Mettez à jour la liste ci-dessous en remplaçant partout « ostrich » par « emu », sans rien modifier d'autre. Ne reprenez pas les images dans votre réponse.

# Enregistrements d'un jeu de données d'annotation par points
%%
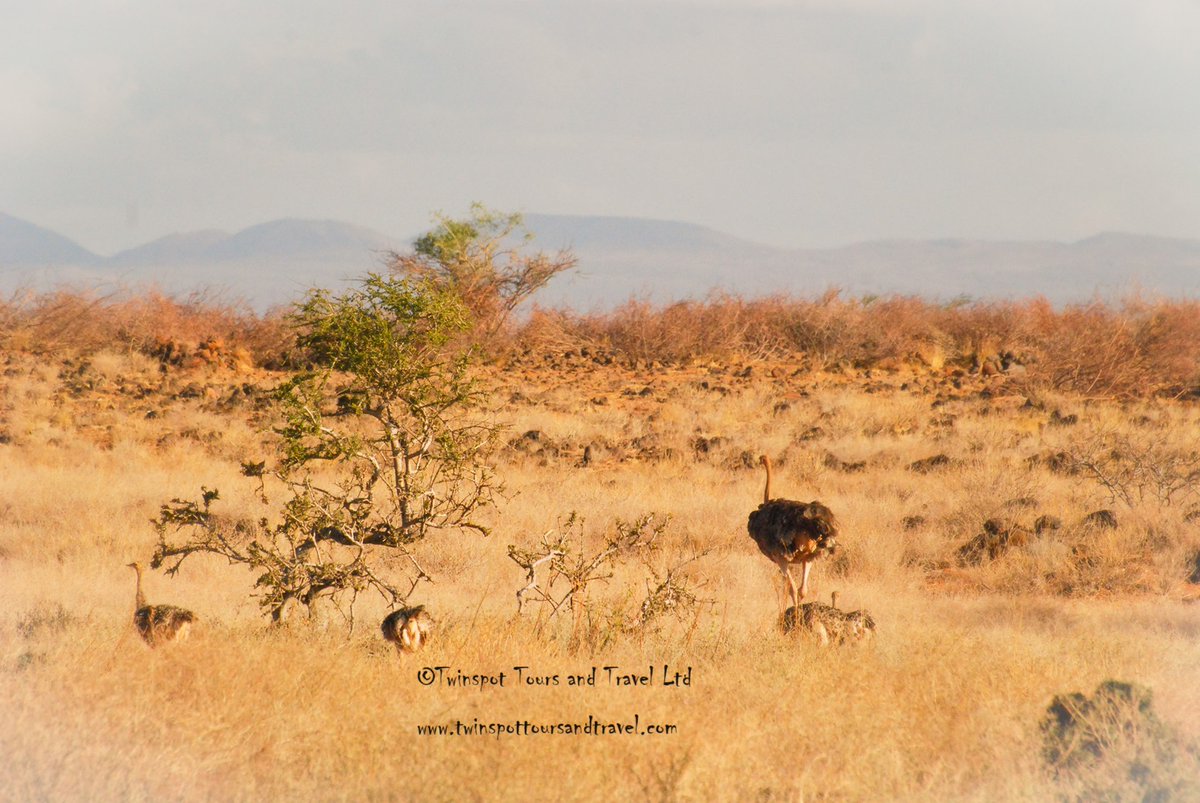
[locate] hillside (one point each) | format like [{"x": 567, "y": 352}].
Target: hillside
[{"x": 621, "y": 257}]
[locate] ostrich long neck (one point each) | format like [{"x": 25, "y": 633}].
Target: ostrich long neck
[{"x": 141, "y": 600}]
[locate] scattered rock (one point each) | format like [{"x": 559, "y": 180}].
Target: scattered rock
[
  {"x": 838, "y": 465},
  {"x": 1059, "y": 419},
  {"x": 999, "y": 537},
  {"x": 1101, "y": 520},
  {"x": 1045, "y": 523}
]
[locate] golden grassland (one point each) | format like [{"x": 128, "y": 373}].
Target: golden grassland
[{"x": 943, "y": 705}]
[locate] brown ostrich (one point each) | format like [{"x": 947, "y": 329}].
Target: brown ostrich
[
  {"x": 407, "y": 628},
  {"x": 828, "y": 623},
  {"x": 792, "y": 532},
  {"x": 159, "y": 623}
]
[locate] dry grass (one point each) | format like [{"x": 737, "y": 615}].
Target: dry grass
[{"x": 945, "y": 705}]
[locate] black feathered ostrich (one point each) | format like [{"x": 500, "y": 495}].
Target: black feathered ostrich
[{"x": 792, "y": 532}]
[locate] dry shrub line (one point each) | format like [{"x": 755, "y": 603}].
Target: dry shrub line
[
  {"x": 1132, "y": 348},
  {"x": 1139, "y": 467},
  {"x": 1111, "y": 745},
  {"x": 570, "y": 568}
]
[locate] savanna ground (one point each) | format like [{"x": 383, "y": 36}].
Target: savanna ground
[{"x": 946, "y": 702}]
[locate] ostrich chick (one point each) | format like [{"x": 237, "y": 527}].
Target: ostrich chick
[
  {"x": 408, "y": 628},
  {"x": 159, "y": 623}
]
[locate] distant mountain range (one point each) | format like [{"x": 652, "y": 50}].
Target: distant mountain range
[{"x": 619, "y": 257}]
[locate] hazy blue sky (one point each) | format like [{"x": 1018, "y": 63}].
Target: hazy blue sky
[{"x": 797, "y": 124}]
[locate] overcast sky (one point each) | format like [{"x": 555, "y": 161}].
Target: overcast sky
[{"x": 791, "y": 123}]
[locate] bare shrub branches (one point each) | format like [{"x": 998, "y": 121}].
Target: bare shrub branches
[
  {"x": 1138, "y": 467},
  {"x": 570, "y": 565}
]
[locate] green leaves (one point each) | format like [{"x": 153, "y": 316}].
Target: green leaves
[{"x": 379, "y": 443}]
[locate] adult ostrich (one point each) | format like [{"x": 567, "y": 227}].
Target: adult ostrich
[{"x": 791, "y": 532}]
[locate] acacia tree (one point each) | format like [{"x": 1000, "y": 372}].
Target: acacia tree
%%
# Réponse écrite
[locate] hillside (one point each) | format like [{"x": 567, "y": 352}].
Target: hillside
[{"x": 621, "y": 257}]
[locate] emu long neck (one point each) | format like [{"x": 25, "y": 633}].
Target: emu long neck
[{"x": 141, "y": 600}]
[locate] scattered rock (one point each) | format like [{"x": 559, "y": 180}].
Target: scattered rock
[
  {"x": 838, "y": 465},
  {"x": 1059, "y": 419},
  {"x": 999, "y": 537},
  {"x": 1101, "y": 520},
  {"x": 1045, "y": 523}
]
[locate] golden grassland (one point each) | format like [{"x": 128, "y": 373}].
Target: golden grassland
[{"x": 943, "y": 705}]
[locate] brown emu (one point each) | format like [{"x": 947, "y": 329}].
Target: brown emu
[
  {"x": 407, "y": 628},
  {"x": 828, "y": 623},
  {"x": 792, "y": 532},
  {"x": 159, "y": 623}
]
[locate] dry grass (one point each) | format like [{"x": 737, "y": 615}].
Target: dry grass
[{"x": 945, "y": 705}]
[locate] black feathered emu (one point each) | format like [{"x": 500, "y": 495}].
Target: black feathered emu
[{"x": 792, "y": 532}]
[locate] dry shrub line (one point each) | format like [{"x": 755, "y": 603}].
Target: dry shrub line
[
  {"x": 1132, "y": 348},
  {"x": 1139, "y": 467},
  {"x": 1111, "y": 745},
  {"x": 570, "y": 568}
]
[locate] savanna ground (one point each) | format like [{"x": 383, "y": 36}].
Target: savanna ground
[{"x": 946, "y": 702}]
[locate] emu chick (one point each) | format like [{"x": 237, "y": 527}].
Target: emu chick
[
  {"x": 408, "y": 628},
  {"x": 159, "y": 623}
]
[locate] distant mountain range (one point each) | format like [{"x": 652, "y": 50}].
Target: distant mountain range
[{"x": 619, "y": 257}]
[locate] hazy blue sky (one point each) | format like [{"x": 1018, "y": 63}].
Target: hazy blue sky
[{"x": 797, "y": 124}]
[locate] overcast sky (one point each) | format like [{"x": 555, "y": 161}].
Target: overcast sky
[{"x": 791, "y": 123}]
[locate] bare shrub branches (one point each) | format like [{"x": 998, "y": 121}].
Target: bare shrub branches
[
  {"x": 1138, "y": 467},
  {"x": 570, "y": 565}
]
[locate] green leaves (one point each) | format like [{"x": 153, "y": 316}].
Target: green leaves
[{"x": 379, "y": 443}]
[locate] adult emu (one point each) | format like [{"x": 567, "y": 227}].
Target: adult emu
[{"x": 791, "y": 532}]
[locate] acacia tree (one point each) | format like [{"x": 1000, "y": 372}].
Target: acacia tree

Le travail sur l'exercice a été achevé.